"""

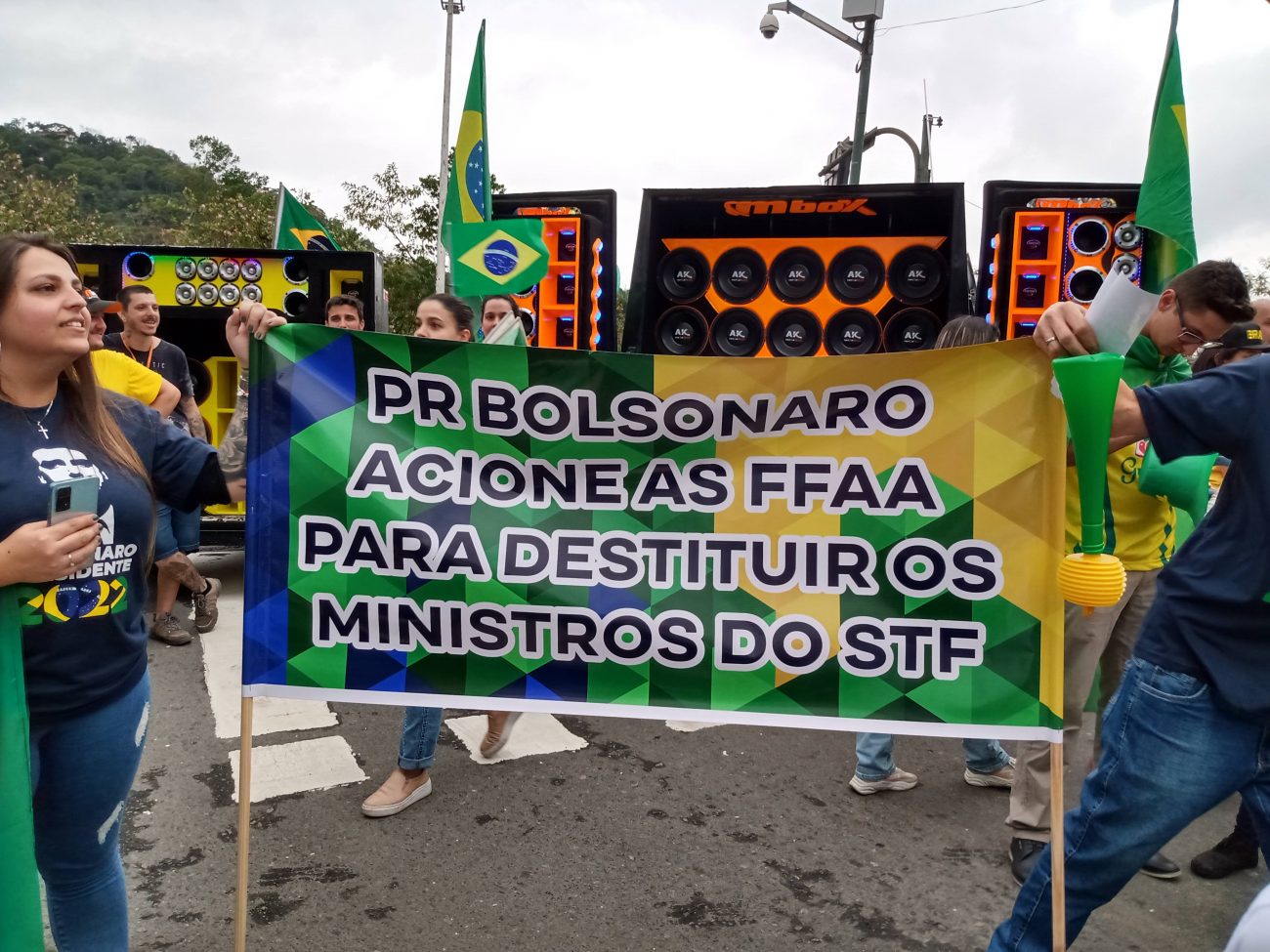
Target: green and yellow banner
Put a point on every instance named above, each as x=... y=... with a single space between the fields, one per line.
x=858 y=544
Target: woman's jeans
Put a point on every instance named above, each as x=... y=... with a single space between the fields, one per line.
x=874 y=761
x=419 y=731
x=1169 y=754
x=81 y=770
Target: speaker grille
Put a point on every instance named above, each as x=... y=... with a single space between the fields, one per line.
x=794 y=333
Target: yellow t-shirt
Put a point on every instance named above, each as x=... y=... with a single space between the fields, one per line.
x=123 y=375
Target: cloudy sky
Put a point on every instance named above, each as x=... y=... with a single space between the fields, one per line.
x=629 y=94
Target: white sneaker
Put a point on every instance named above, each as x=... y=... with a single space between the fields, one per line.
x=897 y=781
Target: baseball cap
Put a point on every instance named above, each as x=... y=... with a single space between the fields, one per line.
x=97 y=305
x=1246 y=335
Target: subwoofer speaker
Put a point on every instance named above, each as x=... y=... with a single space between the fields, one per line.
x=738 y=331
x=794 y=333
x=915 y=275
x=852 y=330
x=740 y=275
x=681 y=331
x=910 y=329
x=798 y=274
x=684 y=274
x=856 y=274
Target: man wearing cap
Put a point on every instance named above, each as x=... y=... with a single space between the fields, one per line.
x=117 y=372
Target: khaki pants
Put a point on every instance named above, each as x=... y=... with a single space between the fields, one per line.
x=1105 y=640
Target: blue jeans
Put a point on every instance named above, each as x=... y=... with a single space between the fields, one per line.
x=81 y=770
x=874 y=761
x=419 y=731
x=1168 y=756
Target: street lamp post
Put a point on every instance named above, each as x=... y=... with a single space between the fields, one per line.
x=859 y=12
x=451 y=8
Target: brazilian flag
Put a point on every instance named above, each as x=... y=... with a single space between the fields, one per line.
x=496 y=257
x=1164 y=202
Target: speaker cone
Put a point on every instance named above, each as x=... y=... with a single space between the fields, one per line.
x=852 y=330
x=681 y=331
x=915 y=275
x=295 y=303
x=1088 y=236
x=856 y=274
x=684 y=274
x=794 y=333
x=740 y=275
x=1083 y=283
x=1128 y=236
x=139 y=266
x=798 y=275
x=1129 y=266
x=738 y=331
x=296 y=270
x=910 y=329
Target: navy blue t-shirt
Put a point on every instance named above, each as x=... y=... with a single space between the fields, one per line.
x=1211 y=612
x=84 y=638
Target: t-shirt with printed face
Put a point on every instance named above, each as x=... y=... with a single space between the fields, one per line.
x=1211 y=612
x=165 y=359
x=84 y=636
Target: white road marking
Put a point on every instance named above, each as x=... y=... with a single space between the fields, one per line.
x=292 y=768
x=689 y=726
x=532 y=735
x=223 y=668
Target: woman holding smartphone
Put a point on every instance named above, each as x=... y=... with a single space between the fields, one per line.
x=80 y=583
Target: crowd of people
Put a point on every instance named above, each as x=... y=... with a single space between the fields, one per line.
x=1181 y=660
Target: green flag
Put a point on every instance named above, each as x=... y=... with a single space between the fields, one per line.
x=496 y=257
x=20 y=883
x=468 y=193
x=296 y=228
x=1164 y=203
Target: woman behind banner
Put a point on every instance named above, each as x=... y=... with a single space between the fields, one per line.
x=80 y=582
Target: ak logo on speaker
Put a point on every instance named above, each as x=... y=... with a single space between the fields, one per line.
x=780 y=206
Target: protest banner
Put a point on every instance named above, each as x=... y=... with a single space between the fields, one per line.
x=838 y=542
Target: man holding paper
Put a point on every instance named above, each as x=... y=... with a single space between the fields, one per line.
x=1188 y=726
x=1199 y=305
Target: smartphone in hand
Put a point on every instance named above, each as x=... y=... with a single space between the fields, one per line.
x=72 y=498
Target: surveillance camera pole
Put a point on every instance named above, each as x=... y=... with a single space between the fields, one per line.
x=863 y=46
x=451 y=8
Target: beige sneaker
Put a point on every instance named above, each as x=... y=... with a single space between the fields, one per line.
x=498 y=728
x=1004 y=777
x=204 y=605
x=397 y=794
x=168 y=630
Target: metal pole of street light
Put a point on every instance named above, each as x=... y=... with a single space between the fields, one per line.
x=858 y=152
x=444 y=178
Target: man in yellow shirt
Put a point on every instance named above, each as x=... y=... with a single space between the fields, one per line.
x=1198 y=306
x=118 y=372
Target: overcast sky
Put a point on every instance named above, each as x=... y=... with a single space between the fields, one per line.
x=631 y=94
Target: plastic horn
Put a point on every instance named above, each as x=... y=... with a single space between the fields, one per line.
x=1090 y=578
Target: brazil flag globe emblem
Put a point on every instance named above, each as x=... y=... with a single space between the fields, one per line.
x=500 y=257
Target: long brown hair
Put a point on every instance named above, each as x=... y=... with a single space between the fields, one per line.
x=85 y=411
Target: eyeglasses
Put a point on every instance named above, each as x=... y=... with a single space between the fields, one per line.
x=1189 y=333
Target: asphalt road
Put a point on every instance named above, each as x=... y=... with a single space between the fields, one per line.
x=729 y=838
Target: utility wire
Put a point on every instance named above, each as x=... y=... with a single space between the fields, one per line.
x=960 y=17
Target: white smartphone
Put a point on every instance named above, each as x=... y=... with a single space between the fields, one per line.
x=72 y=498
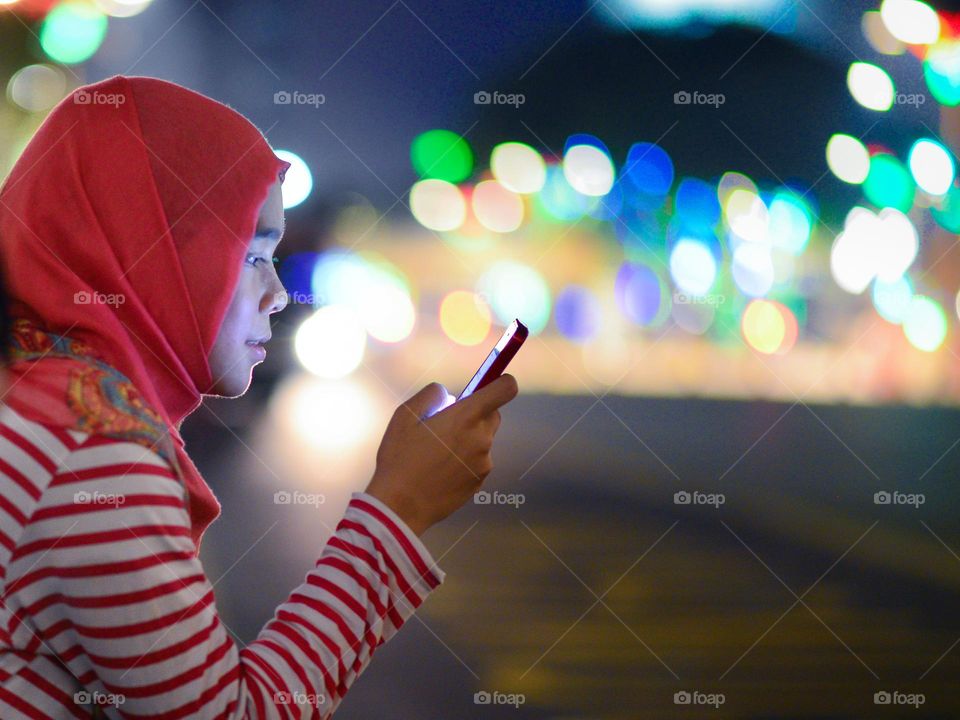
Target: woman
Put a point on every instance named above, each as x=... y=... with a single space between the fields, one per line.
x=137 y=230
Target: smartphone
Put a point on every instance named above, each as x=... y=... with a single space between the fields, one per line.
x=497 y=360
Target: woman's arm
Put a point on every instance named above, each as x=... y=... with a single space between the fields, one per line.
x=106 y=576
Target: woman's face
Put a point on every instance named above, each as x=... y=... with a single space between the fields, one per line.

"""

-- Task directions --
In the entries above, find the line holding "Target: metal pole of street light" and the line holding "Target: utility wire"; print both of them and every line between, exactly, and nothing else.

-- Result --
Target: metal pole of street light
Put a point on every instance named above, each as x=... y=... with a single space between the fields, one per line.
x=858 y=152
x=444 y=178
Target: man in yellow shirt
Put a point on every instance named above, each as x=... y=... with a single space between the fields, one per line.
x=1198 y=306
x=118 y=372
Target: overcast sky
Put a point on every instance named above, each as x=... y=... with a single space between the fields, one per line.
x=631 y=94
Target: plastic horn
Put a point on every instance named above, each as x=... y=... with a single space between the fields, one per line.
x=1090 y=578
Target: brazil flag globe emblem
Put a point on every instance named above, each as x=... y=... with a single space between the fields, one per line.
x=500 y=257
Target: long brown hair
Put a point on every instance named above, each as x=... y=... with a single space between the fields, one per line.
x=85 y=411
Target: eyeglasses
Put a point on every instance named above, each as x=... y=... with a single space between the fields, one per line.
x=1189 y=333
Target: asphalt road
Put a point on every instance named above, each as x=... y=... with a single space between the fields, one per line.
x=729 y=838
Target: utility wire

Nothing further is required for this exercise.